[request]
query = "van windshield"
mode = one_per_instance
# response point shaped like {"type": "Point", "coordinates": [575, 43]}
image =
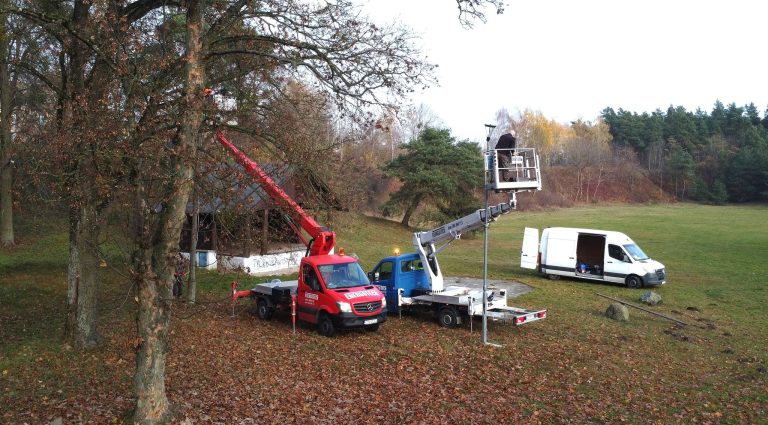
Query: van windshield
--
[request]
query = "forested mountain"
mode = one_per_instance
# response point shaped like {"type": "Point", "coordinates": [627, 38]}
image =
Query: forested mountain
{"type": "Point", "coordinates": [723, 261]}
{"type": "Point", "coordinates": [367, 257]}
--
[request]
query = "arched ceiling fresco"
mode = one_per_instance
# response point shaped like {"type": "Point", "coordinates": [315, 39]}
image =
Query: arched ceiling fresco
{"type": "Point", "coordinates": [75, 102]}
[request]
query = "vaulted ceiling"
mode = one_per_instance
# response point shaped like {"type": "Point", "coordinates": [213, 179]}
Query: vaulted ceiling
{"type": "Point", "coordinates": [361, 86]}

- _WHAT YOU WILL DO_:
Show every line of the records above that contains the string "like", treating uppercase and lowercase as different.

- _RESPONSE TO THE EXERCISE_:
# response point shaped like {"type": "Point", "coordinates": [575, 43]}
# response point shaped like {"type": "Point", "coordinates": [627, 38]}
# response point shaped like {"type": "Point", "coordinates": [315, 39]}
# response point shaped like {"type": "Point", "coordinates": [213, 179]}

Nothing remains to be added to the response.